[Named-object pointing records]
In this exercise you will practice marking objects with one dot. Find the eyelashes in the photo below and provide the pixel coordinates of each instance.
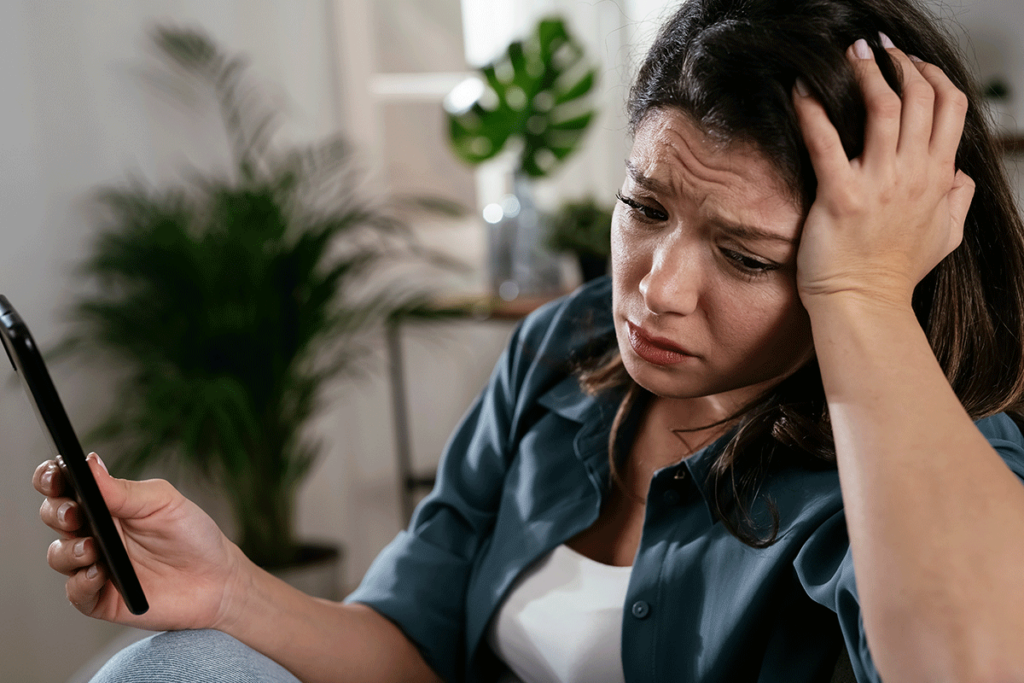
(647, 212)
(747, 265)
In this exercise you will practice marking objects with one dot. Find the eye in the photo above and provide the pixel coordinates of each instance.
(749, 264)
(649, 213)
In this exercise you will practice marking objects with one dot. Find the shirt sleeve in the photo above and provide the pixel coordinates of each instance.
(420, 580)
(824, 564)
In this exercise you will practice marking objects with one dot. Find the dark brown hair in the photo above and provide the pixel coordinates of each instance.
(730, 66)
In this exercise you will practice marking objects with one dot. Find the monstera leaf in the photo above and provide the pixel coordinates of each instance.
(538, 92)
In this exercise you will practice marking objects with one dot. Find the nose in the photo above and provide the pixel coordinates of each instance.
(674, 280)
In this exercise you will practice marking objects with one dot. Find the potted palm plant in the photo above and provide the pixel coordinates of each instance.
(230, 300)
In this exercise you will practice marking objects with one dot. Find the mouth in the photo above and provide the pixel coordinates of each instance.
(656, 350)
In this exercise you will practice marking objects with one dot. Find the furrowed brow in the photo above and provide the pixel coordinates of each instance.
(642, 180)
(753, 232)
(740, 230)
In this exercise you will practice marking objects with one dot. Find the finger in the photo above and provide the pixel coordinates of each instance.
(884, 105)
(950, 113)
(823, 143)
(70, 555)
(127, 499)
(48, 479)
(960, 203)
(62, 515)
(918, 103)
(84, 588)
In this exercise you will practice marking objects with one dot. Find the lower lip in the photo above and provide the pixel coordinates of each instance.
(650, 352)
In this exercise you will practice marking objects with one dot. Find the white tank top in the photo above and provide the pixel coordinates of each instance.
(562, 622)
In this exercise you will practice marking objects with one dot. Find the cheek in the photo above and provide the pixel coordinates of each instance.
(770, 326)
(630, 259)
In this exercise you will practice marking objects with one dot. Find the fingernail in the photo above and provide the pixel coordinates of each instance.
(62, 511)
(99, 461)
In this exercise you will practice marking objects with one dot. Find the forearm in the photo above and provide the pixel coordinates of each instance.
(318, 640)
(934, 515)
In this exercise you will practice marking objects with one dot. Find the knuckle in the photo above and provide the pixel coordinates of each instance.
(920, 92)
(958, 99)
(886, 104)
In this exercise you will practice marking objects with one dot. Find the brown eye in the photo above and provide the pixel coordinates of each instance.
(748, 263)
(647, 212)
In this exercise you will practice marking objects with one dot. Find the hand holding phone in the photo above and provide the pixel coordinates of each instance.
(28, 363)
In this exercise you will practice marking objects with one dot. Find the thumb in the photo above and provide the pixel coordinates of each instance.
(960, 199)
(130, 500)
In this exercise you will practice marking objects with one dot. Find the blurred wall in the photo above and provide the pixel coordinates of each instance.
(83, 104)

## WHAT YOU SHOULD DO
Copy word for word the lines of the material from the line containing "Find the thumb" up to and including the final line of the material.

## ANSWER TO THIS TASK
In this exercise you will practice marking objects with one dot. Find the thumb in the photo above and provide the pixel coordinates of each instance.
(960, 199)
(130, 500)
In this exercise you will practice marking objects with one dot. Find the blurred wall in the photo above and provide the pixel coordinates of each instance.
(83, 104)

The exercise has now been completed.